## [Data]

= = = =

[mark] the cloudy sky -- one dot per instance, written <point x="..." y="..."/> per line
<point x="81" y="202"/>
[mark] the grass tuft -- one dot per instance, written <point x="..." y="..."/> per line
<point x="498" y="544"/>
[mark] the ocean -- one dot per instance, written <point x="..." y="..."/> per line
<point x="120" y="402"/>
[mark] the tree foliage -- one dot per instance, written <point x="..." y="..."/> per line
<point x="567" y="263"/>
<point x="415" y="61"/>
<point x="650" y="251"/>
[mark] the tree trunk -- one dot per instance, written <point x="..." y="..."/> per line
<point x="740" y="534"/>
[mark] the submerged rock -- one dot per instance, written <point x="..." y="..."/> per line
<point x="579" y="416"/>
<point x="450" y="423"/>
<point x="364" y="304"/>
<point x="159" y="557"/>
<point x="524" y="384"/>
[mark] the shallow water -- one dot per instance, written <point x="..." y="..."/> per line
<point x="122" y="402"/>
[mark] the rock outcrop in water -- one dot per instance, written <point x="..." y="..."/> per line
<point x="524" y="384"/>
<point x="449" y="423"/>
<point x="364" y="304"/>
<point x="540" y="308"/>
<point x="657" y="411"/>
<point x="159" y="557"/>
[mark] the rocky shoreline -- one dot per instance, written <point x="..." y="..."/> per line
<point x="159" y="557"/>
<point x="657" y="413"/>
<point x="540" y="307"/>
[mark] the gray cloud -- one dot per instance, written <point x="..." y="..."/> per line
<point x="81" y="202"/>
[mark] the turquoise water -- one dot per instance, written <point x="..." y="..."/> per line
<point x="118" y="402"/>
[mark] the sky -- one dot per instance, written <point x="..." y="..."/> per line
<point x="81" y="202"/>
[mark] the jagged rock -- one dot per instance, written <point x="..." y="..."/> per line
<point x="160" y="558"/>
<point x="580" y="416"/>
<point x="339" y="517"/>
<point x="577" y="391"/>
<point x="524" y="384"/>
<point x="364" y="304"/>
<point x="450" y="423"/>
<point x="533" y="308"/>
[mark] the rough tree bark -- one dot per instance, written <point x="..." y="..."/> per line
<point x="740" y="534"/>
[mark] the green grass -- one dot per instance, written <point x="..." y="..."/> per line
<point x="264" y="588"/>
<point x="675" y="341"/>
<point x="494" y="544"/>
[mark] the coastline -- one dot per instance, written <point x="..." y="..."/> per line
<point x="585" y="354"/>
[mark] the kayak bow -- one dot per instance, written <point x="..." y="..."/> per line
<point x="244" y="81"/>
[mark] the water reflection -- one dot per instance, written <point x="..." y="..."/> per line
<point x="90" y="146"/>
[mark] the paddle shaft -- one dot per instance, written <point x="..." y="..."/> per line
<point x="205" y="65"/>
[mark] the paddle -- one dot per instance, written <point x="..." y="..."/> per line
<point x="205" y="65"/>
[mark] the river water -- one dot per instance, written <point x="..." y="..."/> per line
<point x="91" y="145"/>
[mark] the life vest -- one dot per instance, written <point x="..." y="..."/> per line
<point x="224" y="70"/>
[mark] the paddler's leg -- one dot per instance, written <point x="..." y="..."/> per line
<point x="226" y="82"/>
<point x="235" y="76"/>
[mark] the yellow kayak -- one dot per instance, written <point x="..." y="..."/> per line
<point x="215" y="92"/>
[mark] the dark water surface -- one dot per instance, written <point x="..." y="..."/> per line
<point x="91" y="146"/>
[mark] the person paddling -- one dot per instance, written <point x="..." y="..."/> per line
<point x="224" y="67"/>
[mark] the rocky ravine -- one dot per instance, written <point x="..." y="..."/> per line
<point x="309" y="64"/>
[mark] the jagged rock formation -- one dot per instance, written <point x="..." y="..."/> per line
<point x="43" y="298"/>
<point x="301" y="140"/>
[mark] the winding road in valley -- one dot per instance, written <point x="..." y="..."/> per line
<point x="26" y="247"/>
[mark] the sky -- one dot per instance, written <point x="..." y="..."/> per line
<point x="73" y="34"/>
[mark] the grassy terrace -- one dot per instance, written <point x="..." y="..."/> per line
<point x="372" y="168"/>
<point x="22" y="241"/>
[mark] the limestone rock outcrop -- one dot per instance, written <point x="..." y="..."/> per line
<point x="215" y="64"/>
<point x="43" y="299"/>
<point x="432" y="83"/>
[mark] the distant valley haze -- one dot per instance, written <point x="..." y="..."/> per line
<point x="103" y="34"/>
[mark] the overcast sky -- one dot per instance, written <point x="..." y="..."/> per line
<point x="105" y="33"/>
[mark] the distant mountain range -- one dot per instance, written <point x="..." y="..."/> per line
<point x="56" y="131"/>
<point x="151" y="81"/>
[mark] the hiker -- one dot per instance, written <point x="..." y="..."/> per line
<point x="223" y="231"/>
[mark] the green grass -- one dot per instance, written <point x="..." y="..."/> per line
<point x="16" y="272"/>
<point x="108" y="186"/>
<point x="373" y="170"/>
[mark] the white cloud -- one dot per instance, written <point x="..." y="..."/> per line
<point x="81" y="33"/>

= = = =

## [Requirement]
Rescale the rows from the line containing "[mark] the limestone" through the end of the rows, both included. Give every line again, requests unchanged, and multiply each x and y coordinate in the answers by 1.9, rounding to whole numbers with halves going up.

## [Correct answer]
[mark] the limestone rock outcrop -- one dot per instance, written <point x="..." y="..."/> per line
<point x="409" y="122"/>
<point x="82" y="568"/>
<point x="821" y="158"/>
[mark] the distant valley haze -- one dot per instance, written <point x="..." y="..."/> per line
<point x="196" y="65"/>
[mark] the overcast sky -- one dot per instance, written <point x="..." y="..."/> per line
<point x="200" y="63"/>
[mark] the distant mountain range -- one dot per instance, written <point x="..." y="..."/> per line
<point x="106" y="249"/>
<point x="287" y="154"/>
[mark] the hiker -- one dot per instance, written <point x="..." y="..."/> per line
<point x="424" y="439"/>
[mark] the green grass -- one dot per instance, written <point x="..." y="..."/> per line
<point x="30" y="517"/>
<point x="205" y="353"/>
<point x="709" y="323"/>
[mark] the white cloud -- one dot per instance, written <point x="..." y="..."/> per line
<point x="154" y="63"/>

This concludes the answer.